> What you should do: In the article on jamu in Indonesia, why does the packet the young man asks for carry the name "Rhino Horn"? Answer in one to three sentences.

> Extracted text:
As Ibrahim leaves the wooden kiosk, a young man in jeans and black T-shirt asks for a packet of "Rhino Horn," named not for its contents but for the effect the mixture of natural extracts is reputed to have on a man's sexual prowess.

Across Indonesia, people of both sexes are turning to jamu, or traditional plant-based medicine, for health as well as to enhance sexual potency and physical appeal.

Indeed, the world's most populous Muslim nation ranks second only to South Korea in Asia in the importance its people place on sex, says a survey published last year by global pharmaceutical giant Pfizer.

All that might appear at odds with perceptions in the West that Indonesia is a conservative Muslim country, even though women in tight jeans and tank tops are almost as much in evidence on the streets of Jakarta as in Bangkok.

Jamu was once the domain of housewives and village medicine men. It now ranges from vitamins and minerals to skin creams, hair growth tonics, breast enlargers and slimming potions.

Ruslan said estimated annual sales of jamu in Indonesia were $200 million in 2002, up 10 percent on the previous year.

Not everyone is happy. The Justice Ministry, in consultation with Muslim leaders and experts in Islamic sharia law, is trying to tighten up Indonesia's fairly relaxed attitudes to sex, drafting rules that could outlaw sex before marriage, living together outside wedlock and homosexuality.

Jamu has now become a multimillion-dollar industry, replete with glitzy television advertising spots rivaling those of Western cosmetics firms. It is sold everywhere from small kiosks to chic department stores and supermarkets.

Health Ministry data show the number of jamu manufacturers grew 16 percent between 2000 and 2002.

> Information:
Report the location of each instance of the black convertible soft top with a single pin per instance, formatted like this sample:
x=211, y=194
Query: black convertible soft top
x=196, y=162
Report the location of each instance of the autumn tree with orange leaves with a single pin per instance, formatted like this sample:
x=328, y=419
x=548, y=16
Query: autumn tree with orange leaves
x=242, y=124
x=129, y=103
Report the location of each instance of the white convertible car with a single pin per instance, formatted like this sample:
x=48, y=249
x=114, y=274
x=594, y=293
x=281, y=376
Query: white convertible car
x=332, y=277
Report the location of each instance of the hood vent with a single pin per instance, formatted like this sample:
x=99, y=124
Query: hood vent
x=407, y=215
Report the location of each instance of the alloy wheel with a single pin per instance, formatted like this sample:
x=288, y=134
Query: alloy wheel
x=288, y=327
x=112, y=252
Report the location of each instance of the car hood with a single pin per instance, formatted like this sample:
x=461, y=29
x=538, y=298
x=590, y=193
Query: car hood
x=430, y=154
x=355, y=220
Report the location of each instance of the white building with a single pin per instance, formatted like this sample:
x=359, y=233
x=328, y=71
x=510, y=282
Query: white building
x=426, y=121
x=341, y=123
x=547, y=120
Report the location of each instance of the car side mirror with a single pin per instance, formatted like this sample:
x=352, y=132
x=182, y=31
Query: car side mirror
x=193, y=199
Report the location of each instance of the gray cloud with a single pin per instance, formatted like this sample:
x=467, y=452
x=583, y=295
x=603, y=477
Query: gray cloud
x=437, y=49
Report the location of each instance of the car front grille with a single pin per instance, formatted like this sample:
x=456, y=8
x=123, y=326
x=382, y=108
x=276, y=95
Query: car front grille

> Result of this exercise: The name does not describe what the packet contains. It refers to the effect that its mixture of natural extracts is reputed to have on a man's sexual prowess.